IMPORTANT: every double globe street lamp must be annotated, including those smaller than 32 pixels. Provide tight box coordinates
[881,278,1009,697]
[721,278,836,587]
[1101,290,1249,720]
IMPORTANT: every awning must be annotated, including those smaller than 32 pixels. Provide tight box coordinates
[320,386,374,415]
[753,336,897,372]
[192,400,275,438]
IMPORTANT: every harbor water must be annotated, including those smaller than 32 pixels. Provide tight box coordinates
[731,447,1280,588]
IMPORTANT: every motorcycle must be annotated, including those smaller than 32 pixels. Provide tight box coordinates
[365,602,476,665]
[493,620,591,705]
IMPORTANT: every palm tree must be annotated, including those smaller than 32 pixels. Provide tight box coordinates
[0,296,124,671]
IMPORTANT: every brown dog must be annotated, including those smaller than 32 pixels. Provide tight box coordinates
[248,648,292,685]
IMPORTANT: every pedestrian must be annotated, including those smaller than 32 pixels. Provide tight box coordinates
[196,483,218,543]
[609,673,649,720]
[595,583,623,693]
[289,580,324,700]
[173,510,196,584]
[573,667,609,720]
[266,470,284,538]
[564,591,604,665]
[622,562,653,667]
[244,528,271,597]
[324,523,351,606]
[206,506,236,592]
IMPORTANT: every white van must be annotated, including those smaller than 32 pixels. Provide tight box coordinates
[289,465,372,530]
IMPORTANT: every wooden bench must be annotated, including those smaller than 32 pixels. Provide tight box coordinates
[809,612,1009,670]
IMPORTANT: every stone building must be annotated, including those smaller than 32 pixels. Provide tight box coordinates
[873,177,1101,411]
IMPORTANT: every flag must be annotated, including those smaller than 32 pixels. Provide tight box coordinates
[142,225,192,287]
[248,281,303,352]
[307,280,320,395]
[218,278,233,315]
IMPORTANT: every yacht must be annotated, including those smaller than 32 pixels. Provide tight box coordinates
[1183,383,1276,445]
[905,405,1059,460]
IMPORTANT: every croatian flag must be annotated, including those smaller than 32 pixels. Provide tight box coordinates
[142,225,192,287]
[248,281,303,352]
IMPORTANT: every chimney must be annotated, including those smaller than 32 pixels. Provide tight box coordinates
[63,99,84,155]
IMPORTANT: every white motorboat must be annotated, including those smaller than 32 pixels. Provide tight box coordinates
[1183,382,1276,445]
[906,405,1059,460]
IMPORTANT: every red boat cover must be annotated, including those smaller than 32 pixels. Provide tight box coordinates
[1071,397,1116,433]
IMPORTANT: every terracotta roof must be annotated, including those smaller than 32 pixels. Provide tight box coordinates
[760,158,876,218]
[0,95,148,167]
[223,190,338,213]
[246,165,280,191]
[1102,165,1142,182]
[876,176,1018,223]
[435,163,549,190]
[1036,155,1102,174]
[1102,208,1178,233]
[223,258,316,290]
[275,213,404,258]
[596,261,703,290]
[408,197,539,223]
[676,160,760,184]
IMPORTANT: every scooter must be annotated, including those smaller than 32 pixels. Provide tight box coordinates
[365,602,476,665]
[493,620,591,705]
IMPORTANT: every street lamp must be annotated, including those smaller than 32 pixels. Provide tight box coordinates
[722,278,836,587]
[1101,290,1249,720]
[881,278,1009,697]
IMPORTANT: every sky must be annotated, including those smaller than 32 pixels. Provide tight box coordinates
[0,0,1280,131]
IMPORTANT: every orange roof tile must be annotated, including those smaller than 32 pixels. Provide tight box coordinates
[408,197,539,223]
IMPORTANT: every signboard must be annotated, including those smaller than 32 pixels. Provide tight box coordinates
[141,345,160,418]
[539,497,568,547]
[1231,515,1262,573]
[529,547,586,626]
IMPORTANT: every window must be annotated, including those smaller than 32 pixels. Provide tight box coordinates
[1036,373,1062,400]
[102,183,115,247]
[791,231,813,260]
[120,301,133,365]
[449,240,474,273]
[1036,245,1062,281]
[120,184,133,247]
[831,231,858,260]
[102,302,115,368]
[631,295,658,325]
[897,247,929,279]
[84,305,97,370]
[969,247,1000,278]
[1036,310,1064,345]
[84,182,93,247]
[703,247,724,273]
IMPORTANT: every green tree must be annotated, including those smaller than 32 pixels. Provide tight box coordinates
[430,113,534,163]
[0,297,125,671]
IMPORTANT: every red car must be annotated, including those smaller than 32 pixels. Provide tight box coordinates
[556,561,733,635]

- **요구 사항**: 맨 처음 줄부터 "[873,177,1101,411]" 값이 들어 있는 줄까지, 양 끝 줄을 포함해 다시 쓰세요. 이때 "tight" 표기는 "precise" 표기로 바꾸고 나머지는 그대로 두세요.

- **출력 결과**:
IMPORTANT: every double globe street lamp must be annotated, including those smaller than 32 pixels. Provide precise box coordinates
[881,278,1009,697]
[721,278,836,587]
[1101,290,1249,720]
IMPORTANT: every awning must be annotated, including those smaller than 32 pixels. Provide precise box coordinates
[320,386,374,415]
[753,336,897,372]
[192,400,275,438]
IMPORTANT: every harbor water must be annotated, including those smaller than 32 pixels. Provide precise box coordinates
[731,447,1280,588]
IMPORTANT: every motorcycle must be annotated, including those smaller than 32 pixels. Provide precise box coordinates
[365,602,476,665]
[493,620,591,705]
IMPORTANT: every palm tree must be annotated, including those smaller than 32 pixels. Provide precise box coordinates
[0,296,124,671]
IMPORTANT: every brown dog must be annotated, including those smaller than 32 pixels. Provide precise box coordinates
[248,648,292,685]
IMPORTANT: every pedestrian must be annotated, including those smaller than 32 pixels. Provide precise box coordinates
[196,483,218,543]
[609,673,649,720]
[595,583,623,693]
[289,580,324,700]
[173,510,196,584]
[573,667,609,720]
[266,470,284,538]
[564,591,604,665]
[622,562,653,667]
[244,528,271,597]
[324,523,351,606]
[206,506,236,592]
IMPORTANT: every white van must be annotated, including those smaller than 32 pixels. Provide precise box coordinates
[289,465,372,530]
IMPORTANT: every wooden bench must be annotated, including those smaller than 32 pixels. Provide precise box coordinates
[809,612,1009,670]
IMPORTANT: every stone building must be annotated, including those smaller than 32 pixels. Provide precise box coordinates
[873,177,1101,411]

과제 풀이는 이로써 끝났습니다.